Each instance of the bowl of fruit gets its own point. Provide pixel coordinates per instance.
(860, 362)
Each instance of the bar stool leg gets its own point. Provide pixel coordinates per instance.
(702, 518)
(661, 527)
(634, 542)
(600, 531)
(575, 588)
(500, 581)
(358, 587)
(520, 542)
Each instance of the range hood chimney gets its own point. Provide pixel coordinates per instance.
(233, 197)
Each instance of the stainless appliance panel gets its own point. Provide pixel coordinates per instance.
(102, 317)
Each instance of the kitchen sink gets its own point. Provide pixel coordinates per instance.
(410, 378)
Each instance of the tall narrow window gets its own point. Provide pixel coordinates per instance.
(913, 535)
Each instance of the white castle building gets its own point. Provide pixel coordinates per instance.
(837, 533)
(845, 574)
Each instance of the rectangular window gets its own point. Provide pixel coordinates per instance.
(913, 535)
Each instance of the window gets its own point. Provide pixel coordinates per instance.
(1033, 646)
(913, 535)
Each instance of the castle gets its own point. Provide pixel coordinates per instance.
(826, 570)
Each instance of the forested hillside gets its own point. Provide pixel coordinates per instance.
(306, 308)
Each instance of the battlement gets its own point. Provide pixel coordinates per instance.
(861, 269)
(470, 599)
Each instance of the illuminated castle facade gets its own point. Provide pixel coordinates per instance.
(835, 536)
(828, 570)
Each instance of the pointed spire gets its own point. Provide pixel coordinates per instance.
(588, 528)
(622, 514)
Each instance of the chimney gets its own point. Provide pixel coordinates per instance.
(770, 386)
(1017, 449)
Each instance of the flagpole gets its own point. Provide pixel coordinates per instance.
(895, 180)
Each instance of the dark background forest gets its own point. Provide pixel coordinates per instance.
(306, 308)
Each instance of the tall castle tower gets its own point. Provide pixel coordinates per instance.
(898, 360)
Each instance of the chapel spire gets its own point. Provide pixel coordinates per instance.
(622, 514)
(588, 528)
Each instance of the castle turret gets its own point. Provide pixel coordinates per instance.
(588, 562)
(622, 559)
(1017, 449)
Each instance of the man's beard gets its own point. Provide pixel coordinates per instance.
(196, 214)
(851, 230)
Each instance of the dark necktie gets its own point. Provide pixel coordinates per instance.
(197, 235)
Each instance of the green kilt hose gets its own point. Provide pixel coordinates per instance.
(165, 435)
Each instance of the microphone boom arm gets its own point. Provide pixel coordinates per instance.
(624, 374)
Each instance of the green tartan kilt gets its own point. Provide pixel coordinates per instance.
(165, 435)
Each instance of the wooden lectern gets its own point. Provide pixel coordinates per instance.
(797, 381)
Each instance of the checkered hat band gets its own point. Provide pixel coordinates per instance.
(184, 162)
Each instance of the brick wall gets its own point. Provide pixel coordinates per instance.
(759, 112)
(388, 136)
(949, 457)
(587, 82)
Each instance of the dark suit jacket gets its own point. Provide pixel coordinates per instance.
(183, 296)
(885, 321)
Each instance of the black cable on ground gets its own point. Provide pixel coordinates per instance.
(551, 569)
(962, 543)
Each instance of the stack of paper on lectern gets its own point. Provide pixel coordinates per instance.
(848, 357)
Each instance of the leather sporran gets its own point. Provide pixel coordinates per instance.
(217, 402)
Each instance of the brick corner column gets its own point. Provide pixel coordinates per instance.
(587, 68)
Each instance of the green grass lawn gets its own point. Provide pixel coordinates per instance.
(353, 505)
====================
ABOUT THIS EXERCISE:
For this task, print the records again exactly as they appear.

THE ANSWER:
Each instance of the bowl of fruit gets its own point. Provide pixel coordinates per instance.
(860, 362)
Each instance of the bar stool leg gets its own point. Provide pixel coordinates per instance.
(702, 518)
(661, 527)
(634, 542)
(600, 531)
(575, 588)
(500, 581)
(358, 587)
(520, 542)
Each instance of the range hood chimney gets its own point. Provide pixel coordinates per instance.
(233, 197)
Each instance of the stainless appliance panel gets its own point. Provide pixel coordinates per instance.
(102, 317)
Each instance of the kitchen sink gets its own point. Provide pixel coordinates per instance.
(410, 378)
Each instance of the tall narrow window gets its own point. Provide pixel coordinates per instance.
(913, 535)
Each instance of the white castle building gets its own point. Provide pixel coordinates per instance.
(837, 533)
(845, 574)
Each instance of the rectangular window gets its own point. Provide pixel coordinates per instance.
(913, 535)
Each instance of the window gets its own point. Provide pixel coordinates per instance.
(1033, 646)
(913, 535)
Each instance of the castle gets its own point. Provide pixel coordinates per instance.
(826, 570)
Each instance of the forested hillside gets its own point. Provide pixel coordinates per instance.
(306, 308)
Each instance of the battlement gets its own point. Provide pixel coordinates per instance.
(861, 269)
(470, 599)
Each instance of the illuminated castle facade gets its own point. Provide pixel coordinates per instance.
(835, 536)
(828, 570)
Each instance of the pointed spire gets its own point. Provide pixel coordinates per instance.
(588, 528)
(622, 514)
Each instance of the chimney gets its own point. Provide pixel coordinates per instance.
(770, 386)
(1017, 449)
Each instance of the flagpole gets its own point. Provide pixel coordinates per instance.
(895, 180)
Each instance of the dark background forest gets its own point. Provide pixel coordinates per instance.
(306, 308)
Each instance of the tall castle tower gets its own point. Provide pixel coordinates per instance.
(898, 360)
Each instance of the chapel spire gets its own point. Provide pixel coordinates per instance.
(622, 514)
(588, 528)
Each instance of the castle turret gets its own point. Provide pixel coordinates per instance.
(588, 562)
(622, 559)
(1017, 449)
Each instance of the man's beard gets its own point. Provide pixel coordinates per instance.
(196, 214)
(851, 230)
Each instance of the dark necktie gets its own point. Provide pixel coordinates per instance.
(197, 235)
Each instance of the green kilt hose gets its own point. Provide pixel coordinates per instance.
(165, 435)
Each instance of the microphone boom arm gets its own point. Provide pixel coordinates per instance.
(624, 374)
Each instance of the green tartan kilt gets its own point. Provide pixel coordinates per instance.
(165, 435)
Each instance of the wooden lectern gets its own point. Provide pixel coordinates per instance.
(797, 381)
Each instance of the checkered hat band gets its own point. Provide pixel coordinates per instance.
(184, 162)
Each instance of the brick wall gets its own point. Provide pixel coordinates per instance.
(759, 112)
(388, 136)
(949, 457)
(587, 82)
Each instance of the dark suit jacket gets its own point. Provide pixel coordinates per instance.
(183, 296)
(885, 321)
Each instance of the black cable on ground gets its own point. Provide pixel coordinates per instance.
(551, 569)
(962, 543)
Each instance of the stack of paper on lectern gets its own point. Provide pixel coordinates per instance.
(848, 357)
Each instance of the leather sporran gets its own point. Provide pixel coordinates per instance.
(217, 402)
Each instance of the brick corner column gets its own point. Provide pixel coordinates per instance.
(587, 68)
Each instance of the green grass lawn gets its own point. Provide pixel coordinates per instance.
(353, 505)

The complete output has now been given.